Collected data entries
-- START --
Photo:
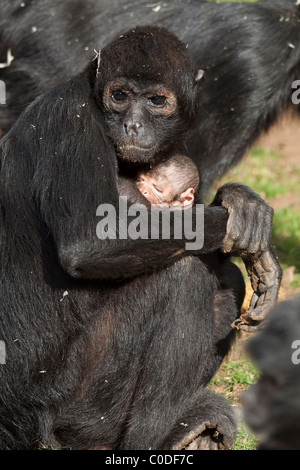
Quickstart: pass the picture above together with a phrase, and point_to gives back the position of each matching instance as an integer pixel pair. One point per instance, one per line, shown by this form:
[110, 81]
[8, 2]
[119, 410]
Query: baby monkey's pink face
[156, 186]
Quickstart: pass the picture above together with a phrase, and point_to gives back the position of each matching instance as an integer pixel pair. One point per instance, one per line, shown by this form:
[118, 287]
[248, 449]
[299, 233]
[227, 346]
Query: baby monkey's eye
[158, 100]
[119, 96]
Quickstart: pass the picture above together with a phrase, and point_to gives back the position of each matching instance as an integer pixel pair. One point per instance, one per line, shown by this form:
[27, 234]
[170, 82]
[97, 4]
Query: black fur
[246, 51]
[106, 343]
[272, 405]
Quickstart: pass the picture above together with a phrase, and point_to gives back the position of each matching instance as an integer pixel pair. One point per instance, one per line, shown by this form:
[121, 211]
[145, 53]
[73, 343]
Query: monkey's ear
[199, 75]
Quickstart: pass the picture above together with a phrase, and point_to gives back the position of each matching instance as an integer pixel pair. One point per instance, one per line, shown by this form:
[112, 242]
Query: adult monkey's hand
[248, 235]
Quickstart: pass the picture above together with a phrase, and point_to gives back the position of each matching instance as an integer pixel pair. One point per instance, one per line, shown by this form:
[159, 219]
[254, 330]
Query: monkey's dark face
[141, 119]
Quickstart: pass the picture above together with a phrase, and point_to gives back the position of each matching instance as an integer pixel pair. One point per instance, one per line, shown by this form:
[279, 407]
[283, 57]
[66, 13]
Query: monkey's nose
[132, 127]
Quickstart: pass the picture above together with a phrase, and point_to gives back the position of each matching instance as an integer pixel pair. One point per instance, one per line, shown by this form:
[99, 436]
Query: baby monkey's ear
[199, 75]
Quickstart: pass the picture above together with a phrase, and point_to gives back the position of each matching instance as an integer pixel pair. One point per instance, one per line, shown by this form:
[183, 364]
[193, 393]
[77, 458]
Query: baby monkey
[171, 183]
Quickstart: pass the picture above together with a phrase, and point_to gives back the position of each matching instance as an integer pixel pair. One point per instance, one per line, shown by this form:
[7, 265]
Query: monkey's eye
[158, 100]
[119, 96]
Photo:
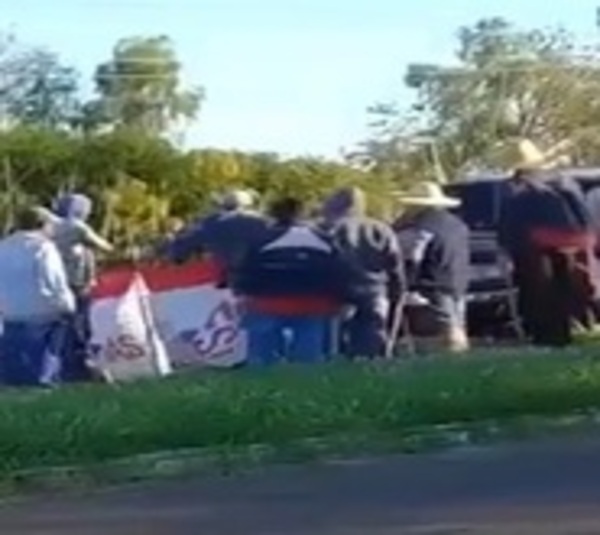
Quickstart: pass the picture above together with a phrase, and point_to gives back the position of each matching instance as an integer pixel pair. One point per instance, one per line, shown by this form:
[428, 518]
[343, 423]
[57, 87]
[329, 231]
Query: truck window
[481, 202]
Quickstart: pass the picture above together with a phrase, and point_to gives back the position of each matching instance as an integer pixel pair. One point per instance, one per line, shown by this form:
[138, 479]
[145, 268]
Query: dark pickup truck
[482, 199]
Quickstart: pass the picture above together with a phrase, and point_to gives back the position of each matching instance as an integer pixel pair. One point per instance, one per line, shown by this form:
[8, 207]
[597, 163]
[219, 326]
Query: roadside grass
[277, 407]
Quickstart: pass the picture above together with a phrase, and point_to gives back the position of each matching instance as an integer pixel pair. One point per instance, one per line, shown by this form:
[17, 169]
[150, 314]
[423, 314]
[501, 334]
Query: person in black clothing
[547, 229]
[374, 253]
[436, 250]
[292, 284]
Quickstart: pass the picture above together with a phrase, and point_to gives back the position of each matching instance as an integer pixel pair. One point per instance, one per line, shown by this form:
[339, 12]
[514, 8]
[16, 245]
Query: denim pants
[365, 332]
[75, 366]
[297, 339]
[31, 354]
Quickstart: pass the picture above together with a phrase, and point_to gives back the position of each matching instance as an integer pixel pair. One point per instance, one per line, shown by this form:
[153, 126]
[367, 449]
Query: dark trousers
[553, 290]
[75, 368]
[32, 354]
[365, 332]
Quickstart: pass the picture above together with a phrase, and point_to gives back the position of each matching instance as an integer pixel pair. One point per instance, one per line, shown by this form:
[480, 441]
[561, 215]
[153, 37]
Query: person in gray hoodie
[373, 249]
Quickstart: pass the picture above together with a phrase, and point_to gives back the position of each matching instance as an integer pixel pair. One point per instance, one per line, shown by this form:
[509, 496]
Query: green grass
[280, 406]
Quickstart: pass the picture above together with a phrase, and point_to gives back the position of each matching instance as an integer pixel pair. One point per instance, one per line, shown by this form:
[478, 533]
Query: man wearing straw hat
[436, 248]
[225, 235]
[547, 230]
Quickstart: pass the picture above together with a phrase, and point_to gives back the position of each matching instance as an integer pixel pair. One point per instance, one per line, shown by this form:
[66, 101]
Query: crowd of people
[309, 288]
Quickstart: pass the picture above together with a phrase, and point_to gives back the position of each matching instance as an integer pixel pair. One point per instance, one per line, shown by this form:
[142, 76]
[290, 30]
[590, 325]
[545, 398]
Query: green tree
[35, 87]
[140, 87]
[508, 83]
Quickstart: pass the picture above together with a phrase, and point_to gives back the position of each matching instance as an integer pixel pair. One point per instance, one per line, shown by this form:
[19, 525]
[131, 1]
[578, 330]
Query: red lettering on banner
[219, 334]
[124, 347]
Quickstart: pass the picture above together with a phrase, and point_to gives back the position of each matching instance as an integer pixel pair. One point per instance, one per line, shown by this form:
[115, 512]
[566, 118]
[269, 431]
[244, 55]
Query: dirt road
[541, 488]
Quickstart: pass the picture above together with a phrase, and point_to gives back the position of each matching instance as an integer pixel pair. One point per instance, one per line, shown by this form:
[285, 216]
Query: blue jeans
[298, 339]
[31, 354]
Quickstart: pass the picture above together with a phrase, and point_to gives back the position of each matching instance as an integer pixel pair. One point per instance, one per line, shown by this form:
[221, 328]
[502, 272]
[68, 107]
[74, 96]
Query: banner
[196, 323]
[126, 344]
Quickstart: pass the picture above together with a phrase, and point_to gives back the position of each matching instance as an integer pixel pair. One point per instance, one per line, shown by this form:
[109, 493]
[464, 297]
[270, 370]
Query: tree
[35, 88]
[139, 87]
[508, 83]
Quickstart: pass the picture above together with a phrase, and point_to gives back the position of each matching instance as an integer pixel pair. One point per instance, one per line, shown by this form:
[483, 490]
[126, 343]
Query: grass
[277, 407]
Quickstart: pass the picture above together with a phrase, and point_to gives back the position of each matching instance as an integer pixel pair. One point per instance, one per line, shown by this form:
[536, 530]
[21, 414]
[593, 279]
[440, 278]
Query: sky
-- END --
Copy out the records above in full, exactly as written, but not the pictures.

Photo:
Quickstart: pass the picture above together with a phrase, and point_to gives back the position of each matching instance as an integer pixel pair. One point per instance, one per line, shown by this form:
[110, 81]
[8, 2]
[119, 410]
Query: baby monkey's pink face
[156, 186]
Quickstart: pass the picture above together with a phrase, and point_to gives back the position of each matching instance as an integer pixel pair. One point per instance, one per line, shown by this form:
[118, 287]
[248, 449]
[299, 233]
[227, 346]
Query: baby monkey's eye
[158, 100]
[119, 96]
Quickstart: pass the picture above together with a phrase, and point_to gives back the position of each matching instance as an integer pixel pair. One point per instance, one per line, shown by this form:
[27, 234]
[170, 82]
[97, 4]
Query: black fur
[246, 51]
[106, 343]
[272, 405]
Quickstart: pass the picture above together with a phrase, and point_to gives back the position of each matching instance as an integer pixel pair. One point per instance, one per line, shown by this form:
[121, 211]
[145, 53]
[73, 343]
Query: monkey's ear
[199, 75]
Quickstart: pass the picture above together with a phrase, and point_to gives back the position of each matching instance as an integer pixel pair. One point per instance, one per line, shown by this form:
[112, 242]
Query: adult monkey's hand
[248, 235]
Quickstart: pass the picture above together with a phrase, and point_to gives back the position of each matching instance as an integer pixel pair. One point per instance, one per line, shown by this form:
[159, 219]
[254, 330]
Query: monkey's dark face
[141, 119]
Quickstart: pass the picture above together with a phrase, and point_to gives back the position of each matching instance as an integer pixel pair. One point per instance, one per line, shown by this form:
[279, 407]
[283, 57]
[66, 13]
Query: monkey's nose
[132, 127]
Quickstart: pass the picture above together with a phrase, and point_to gives back the position of each matching instance as an integer pixel pair. One point per instance, one per line, shown by this form:
[99, 436]
Query: baby monkey's ear
[199, 75]
Quickstart: pass the picture above together with a phrase, and point_to gives back the position of each matching instance as an integer pixel pair. One point per instance, one per line, shown by this form:
[183, 364]
[193, 393]
[77, 458]
Query: baby monkey
[171, 183]
Quickstart: pass the picture above together with a phrase, and point_to gives back the position of each matching instance as an integer pixel pair. One point per instance, one per line, shown by this form:
[7, 265]
Query: monkey's eye
[158, 100]
[119, 96]
Photo:
Quickstart: pass the picture above together with a phrase, and point_to gives back the position of each matching instance as an integer pixel pair. One point per instance, one per line, shown by this form:
[428, 518]
[343, 423]
[57, 87]
[329, 231]
Query: truck window
[481, 202]
Quickstart: pass the picture above together with a phrase, and point_to gives back the position of each matching instance as an integer pixel pair. One point per instance, one per line, shown by this form:
[138, 479]
[145, 268]
Query: dark pickup truck
[482, 199]
Quickstart: pass the picture above together with a phrase, and point_to gives back the position of each matching instance as an integer pixel pair. One point per instance, one per line, shown by this form:
[8, 207]
[597, 163]
[219, 326]
Query: roadside grass
[277, 407]
Quickstart: pass the picture above together with a phrase, and point_to gives back the position of each matching instance as an integer pixel pair. One point per instance, one per line, shown by this form:
[17, 169]
[150, 314]
[423, 314]
[501, 334]
Query: person in black clothing
[547, 229]
[374, 253]
[436, 250]
[292, 284]
Quickstart: pass the picture above together with a phrase, and point_to gives back the position of each matching instance as an integer pixel pair. One point per instance, one per line, shown by this form:
[339, 12]
[514, 8]
[16, 245]
Query: denim pants
[365, 332]
[75, 366]
[297, 339]
[31, 354]
Quickstart: pass the picture above together with a phrase, and point_to gives back the position of each matching instance as an integer pixel pair. One point per instance, one per line, shown by this form:
[153, 126]
[367, 449]
Query: dark trousers
[553, 290]
[75, 368]
[32, 354]
[365, 332]
Quickstart: pass the picture above together with a phrase, and point_to gives back the position of each matching instance as an integer pixel pair. One point per instance, one per line, shown by this form:
[480, 441]
[561, 215]
[153, 37]
Query: person in gray hoodie
[373, 249]
Quickstart: pass the picture above together with a phrase, and point_to gives back the position of each matching instance as an integer pixel pair. One point per instance, one per line, shown by this form:
[509, 496]
Query: green grass
[280, 406]
Quickstart: pass the picture above together with a phrase, and point_to gives back the position of each matching instance as an integer pixel pair. One point per instance, one per line, shown by this form:
[478, 533]
Query: man wearing straw hat
[436, 248]
[225, 235]
[547, 230]
Quickstart: pass the picture above together with a phrase, and point_to gives back the position of each matching instance as an integer pixel pair. One point per instance, one per line, shown by this form:
[66, 101]
Query: crowd of people
[309, 288]
Quickstart: pass the picture above together with a phrase, and point_to gives back the position of each matching instance as an integer pixel pair. One point per instance, one per line, shown by this form:
[142, 76]
[290, 30]
[590, 325]
[545, 398]
Query: green tree
[35, 87]
[140, 87]
[508, 83]
Quickstart: pass the picture above together with a phrase, and point_to gives back the position of each matching instance as an integer pixel pair. One point per instance, one per line, shown by this form:
[19, 525]
[131, 1]
[578, 330]
Query: red lettering on banner
[219, 334]
[124, 347]
Quickstart: pass the picture above together with a phrase, and point_to gives back the position of each matching instance as an integer pixel pair. One point per instance, one per line, shown by this form:
[115, 512]
[566, 118]
[269, 431]
[244, 55]
Query: dirt road
[541, 488]
Quickstart: pass the picture above together with a phrase, and point_to gives back the position of each matching instance as an integer pixel pair. One point per instance, one per line, shown by this form:
[285, 216]
Query: blue jeans
[298, 339]
[31, 354]
Quickstart: pass the picture above together with a phrase, and point_to gives back the position of each matching instance as an integer pixel pair. One point per instance, one per line, shown by this form:
[221, 328]
[502, 272]
[68, 107]
[74, 96]
Query: banner
[196, 323]
[126, 344]
Quickstart: pass the picture above together with a phrase, and point_to gives back the position of each matching instance as an integer pixel pair. One point per instance, one per line, shown by this form:
[109, 493]
[464, 297]
[270, 370]
Query: tree
[35, 88]
[139, 87]
[508, 83]
Quickstart: pass the picture above together with a phrase, and point_to gives back the position of each matching instance as an integer pixel pair. One point per instance, one per line, shown by this form:
[483, 490]
[126, 343]
Query: grass
[277, 407]
Quickstart: pass the picture above together with a phrase, and point_to gives back the position of each matching instance as an integer pixel pair. One point per instance, one per line, shown by this form:
[536, 530]
[21, 414]
[593, 279]
[440, 278]
Query: sky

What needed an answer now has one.